Keywords

1 Introduction

The method of molecular dynamics (MD) is a modern and powerful method of computer simulations allowing to calculate the behavior of millions of atoms. Based on the integration of classical Newton’s equation of motion, this method allows one to estimate the evolution of systems consisted of particles that obey the laws of classical mechanics. With the increase in available computation power the size and complexity of models increase as well. Usually, it leads to significant improvements in the accuracy of results. However, the growth of the computational demands has led to a situation when MD simulations are considered among the main tasks for parallel computing.

The technological progress in the development of graphical accelerators makes them quite powerful computation devices with relatively low price. GPUs outperform the conventional processors in the constantly increasing number of computational tasks in the price-to-performance ratio. This trend leads to the situation when the use of graphical accelerators for MD computation has become a common practice [1,2,3,4,5,6,7,8,9].

However, the increase of power consumption and heat generation of computing platforms is also a very significant problem, especially in connection with the development of exascale systems. Measurement and presentation of the results of performance tests of parallel computer systems become more and more often evidence-based [10], including the measurement of energy consumption [11], which is crucial for the development of exascale supercomputers [12].

The purpose of this work is to evaluate the efficiency of MD algorithms in terms of power consumption on Nvidia Tegra K1 and X1 systems-on-chip (SoCs).

2 Related Work

The power and energy consumption have been under consideration for a long time. For example, we could mention the work [13] that showed the way of lowering the energy consumption of processors by reducing the number of switching operations. Joseph and Martonosi [14] investigated the problem of energy consumption in its relationship with code optimization for 32-bit embedded RISC processors. Russel and Jacome [15] discussed a more complex model of evaluation of power consumption in real-time. The work [16] showed the evaluation of energy consumption at the OS level.

The development of portable devices gave additional impulse to this filed (e.g. see Zhang et al. [17]).

** RAW DATA **
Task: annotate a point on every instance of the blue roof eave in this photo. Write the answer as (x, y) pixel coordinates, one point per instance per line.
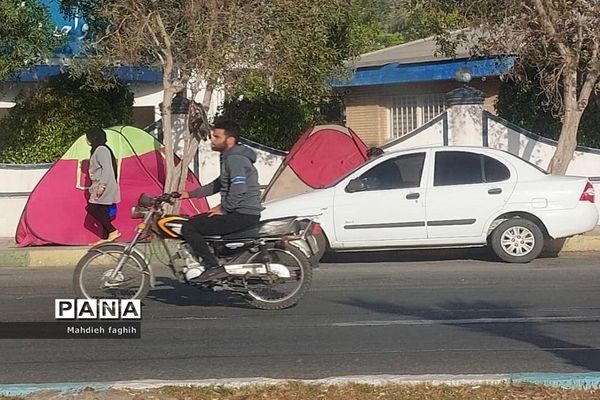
(423, 72)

** WRITTEN INSTRUCTION 1 **
In the molecular dynamics text, which systems-on-chip are used to evaluate the power efficiency of MD algorithms?
** WRITTEN INSTRUCTION 2 **
Quote the molecular dynamics text word for word. Begin at the words "The purpose of" and stop after "X1 systems-on-chip (SoCs).".

** RESPONSE 1 **
Nvidia Tegra K1 and X1 systems-on-chip.

** RESPONSE 2 **
The purpose of this work is to evaluate the efficiency of MD algorithms in terms of power consumption on Nvidia Tegra K1 and X1 systems-on-chip (SoCs).